TEXTE FOURNI:
++++++++
La légalité de l’incrimination de la négation du génocide

 

  1. Le génocide des Arméniens ayant été reconnu par la communauté internationale et par l’État défendeur, l’ingérence portée à la liberté d’expression du requérant était légale, puisque l’incrimination de la négation du génocide des Arméniens était suffisamment établie en droit suisse et que la disposition de loi correspondante était définie d’une manière qui n’était ni trop large ni vague.
  2. Le quatrième alinéa de l’article 261 bis du code pénal suisse respecte le principe de légalité, car l’expression « génocide ou crimes contre l’humanité » renvoie à des crimes définis dans le code pénal suisse et le droit international, et ces crimes sont suffisamment circonscrits tant en droit suisse qu’en droit international, en particulier dans la Convention sur le génocide et le Statut de la Cour pénale internationale[32]. Cette incrimination correspond d’ailleurs à une norme européenne commune[33]. De plus, la technique juridique utilisée par le législateur suisse dans la disposition sur la négation du génocide et des crimes contre l’humanité n’est pas inconnue, et elle peut être comparée à celle utilisée pour l’article 259 du code pénal suisse (« provocation publique au crime ou à la violence »), qui mentionne de manière générale le « crime » en son paragraphe 1 et de manière spécifique le crime de génocide en son paragraphe 1 bis. De manière plus importante, le quatrième alinéa de l’article 261 bis du code pénal suisse comporte une limite de définition très importante (aus einem dieser Gründen/pour la même raison), qui restreint la conduite répréhensible aux actes inspirés par des motifs discriminatoires, c’est-à-dire par une discrimination fondée sur la race, l’origine ethnique ou la religion[34].
++++++++
CONSIGNE A:
Citez les critères sur lesquels peut se fonder la discrimination selon le texte sur la négation du génocide.
Le texte et les lignes n'ont aucun rapport entre eux.

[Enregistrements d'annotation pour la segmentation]
++++++++
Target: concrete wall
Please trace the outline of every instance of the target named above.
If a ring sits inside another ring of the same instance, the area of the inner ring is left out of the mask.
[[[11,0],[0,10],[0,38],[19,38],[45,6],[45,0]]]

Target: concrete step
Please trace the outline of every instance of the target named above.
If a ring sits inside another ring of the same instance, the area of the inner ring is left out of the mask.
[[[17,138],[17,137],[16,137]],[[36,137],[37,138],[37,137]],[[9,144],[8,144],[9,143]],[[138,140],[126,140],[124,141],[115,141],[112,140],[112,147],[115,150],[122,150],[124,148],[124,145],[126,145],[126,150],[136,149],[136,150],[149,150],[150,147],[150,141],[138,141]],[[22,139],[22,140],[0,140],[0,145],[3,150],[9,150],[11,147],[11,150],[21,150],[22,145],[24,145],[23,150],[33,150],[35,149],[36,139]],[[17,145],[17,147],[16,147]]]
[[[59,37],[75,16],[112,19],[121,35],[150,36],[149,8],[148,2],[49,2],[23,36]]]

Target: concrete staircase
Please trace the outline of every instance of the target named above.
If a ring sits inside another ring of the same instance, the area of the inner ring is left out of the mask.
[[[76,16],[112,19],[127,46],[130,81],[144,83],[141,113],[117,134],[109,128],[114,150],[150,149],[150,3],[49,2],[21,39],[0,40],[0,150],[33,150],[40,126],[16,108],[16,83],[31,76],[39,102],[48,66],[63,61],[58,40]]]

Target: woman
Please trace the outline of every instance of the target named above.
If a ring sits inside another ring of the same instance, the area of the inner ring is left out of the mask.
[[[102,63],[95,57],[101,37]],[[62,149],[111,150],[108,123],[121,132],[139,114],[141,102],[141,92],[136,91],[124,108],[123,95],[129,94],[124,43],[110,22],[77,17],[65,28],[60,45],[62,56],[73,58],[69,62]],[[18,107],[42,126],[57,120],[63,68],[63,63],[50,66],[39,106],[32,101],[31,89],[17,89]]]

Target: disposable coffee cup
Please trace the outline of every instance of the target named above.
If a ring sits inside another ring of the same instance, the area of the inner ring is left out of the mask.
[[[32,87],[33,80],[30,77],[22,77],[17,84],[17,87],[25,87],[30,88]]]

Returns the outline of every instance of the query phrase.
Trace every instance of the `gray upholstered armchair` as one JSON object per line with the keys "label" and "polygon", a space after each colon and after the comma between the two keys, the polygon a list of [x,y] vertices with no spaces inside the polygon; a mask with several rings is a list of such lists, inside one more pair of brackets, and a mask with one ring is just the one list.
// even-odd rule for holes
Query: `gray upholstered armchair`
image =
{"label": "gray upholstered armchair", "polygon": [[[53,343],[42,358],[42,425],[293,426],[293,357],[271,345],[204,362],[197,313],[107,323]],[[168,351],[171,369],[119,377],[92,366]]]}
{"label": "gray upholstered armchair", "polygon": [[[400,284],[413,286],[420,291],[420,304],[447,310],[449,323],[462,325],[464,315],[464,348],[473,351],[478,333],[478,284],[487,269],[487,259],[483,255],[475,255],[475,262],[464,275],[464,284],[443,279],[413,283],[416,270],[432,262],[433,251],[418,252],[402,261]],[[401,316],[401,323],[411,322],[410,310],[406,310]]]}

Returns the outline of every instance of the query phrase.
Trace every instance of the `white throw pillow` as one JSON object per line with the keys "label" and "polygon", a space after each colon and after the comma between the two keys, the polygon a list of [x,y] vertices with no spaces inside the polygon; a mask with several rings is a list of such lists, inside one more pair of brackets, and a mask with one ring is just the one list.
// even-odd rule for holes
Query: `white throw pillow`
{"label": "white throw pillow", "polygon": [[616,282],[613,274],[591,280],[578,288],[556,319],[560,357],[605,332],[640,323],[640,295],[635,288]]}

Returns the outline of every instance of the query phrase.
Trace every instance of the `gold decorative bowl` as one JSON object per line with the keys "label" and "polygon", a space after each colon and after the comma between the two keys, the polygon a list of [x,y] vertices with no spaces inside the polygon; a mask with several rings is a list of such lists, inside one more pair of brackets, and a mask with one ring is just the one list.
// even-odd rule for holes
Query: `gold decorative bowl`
++++++++
CONSIGNE B:
Relevez toutes les lignes qui contiennent la chaîne "concrete".

RÉPONSE A:
la race, l'origine ethnique, la religion

RÉPONSE B:
Target: concrete wall
Target: concrete step
Target: concrete staircase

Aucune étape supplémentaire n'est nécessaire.